> [Exercícios propostos]
• A. Segundo o texto sobre a aula magna do embaixador Sérgio Florêncio, em que data essa aula foi realizada?
• B. Dê continuidade ao texto sobre a entrevista com o embaixador Sérgio Florêncio, começando logo após a última frase apresentada.

> [Trecho para leitura]
***
No dia 30 de agosto de 2016, foi realizada a Aula Magna do segundo semestre do Curso de Relações Internacionais da UNICURITIBA, na qual o Embaixador Sérgio Florêncio discorreu sobre "Trinta Anos de Política Externa Brasileira".
Sérgio Florêncio foi embaixador do Brasil no Equador, na Suíça e no México e também atuou em missões diplomáticas no Irã e no Canadá. Participou da delegação brasileira na UNESCO e da missão do Brasil na ONU. Atualmente, é professor no Instituto Rio Branco e no Instituto de Estudos Superiores de Brasília (IESB).
Antes da aula magna, o embaixador concedeu entrevista à Professora Michele Hastreiter, para o Blog Internacionalize-se. Confira.
ENTREVISTA COM O EMBAIXADOR SERGIO FLORÊNCIO
Blog Internacionalize-se: Sabemos que o senhor teve uma experiência de
muitos anos na diplomacia. De tudo o que o senhor viveu, tem alguma experiência
que foi particularmente marcante?
***
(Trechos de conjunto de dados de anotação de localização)

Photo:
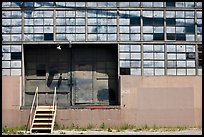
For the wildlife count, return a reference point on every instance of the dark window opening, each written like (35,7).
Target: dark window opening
(181,37)
(147,21)
(48,36)
(171,36)
(200,55)
(170,4)
(171,22)
(200,63)
(16,55)
(124,71)
(199,47)
(158,36)
(135,21)
(190,29)
(158,22)
(41,72)
(190,55)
***
> [Respostas por tarefa]
• A. No dia 30 de agosto de 2016.

• B.
Sérgio Florêncio: Bom, eu comecei nessa carreira há 44 anos. Na
verdade trabalhei 43 anos como diplomata, me aposentei em agosto do ano passado
e aí me convidaram para dar aula no Instituto Rio Branco – onde estudei quando
ainda não tinha barba branca (risos) – e em uma faculdade particular em
Brasília. Quando eu entrei no Instituto Rio Branco, fiquei dois anos estudando
no Rio de Janeiro e aí fui para Brasília. Quando cheguei em Brasília eu tive um
choque porque eu - que ainda era muito
imaturo – achava que a carreira diplomática exigia muita articulação, muito
jogo político… E aí eu disse “Ih, essa não é a minha praia!” – eu vim do Rio
né, lá a gente usa essa expressão (risos). Aí eu fiz um mestrado em Economia –
que era o primeiro mestrado em Economia no Brasil – na UNB. E aí meu primeiro
posto foi no Canadá, então eu acabei concluindo o mestrado em Economia na
Universidade de Ottawa no Canadá. E até aí eu tinha dúvidas se era isso mesmo
que eu queria na minha vida. Mas de Ottawa (onde fiquei três anos) fomos
removidos para o Teerã, no Irã. Minha mulher ficou desesperada – e eu também
achava que seria um horror, porque era um país muito diferente, tínhamos
crianças pequenas… Mas você perguntou qual foi o posto mais interessante na minha carreira e essa foi a experiência mais fantástica que eu tive: quatro anos no
Irã. Chegamos em 1977, um ano antes da Revolução Iraniana (que foi vitoriosa em
fevereiro de 1979). Então acompanhamos toda a queda do Xá, a vitória da
Revolução e a fase liberal, anti-despótica da Revolução Iraniana, até a fase da
Revolução que come seus próprios filhos e seu lado ditatorial. Foi a experiência mais
fantástica que eu tive e depois disso não tive mais nenhuma dúvida de que era
isso que eu queria para minha vida. Inclusive pensei que depois dessa
experiência todo o trabalho que eu tivesse eu acharia muito monótono. Só que a
vida não é assim, acabei descobrindo outros desafios.
Blog Internacionalize-se: O senhor acompanhou a invasão da
embaixada americana no Irã?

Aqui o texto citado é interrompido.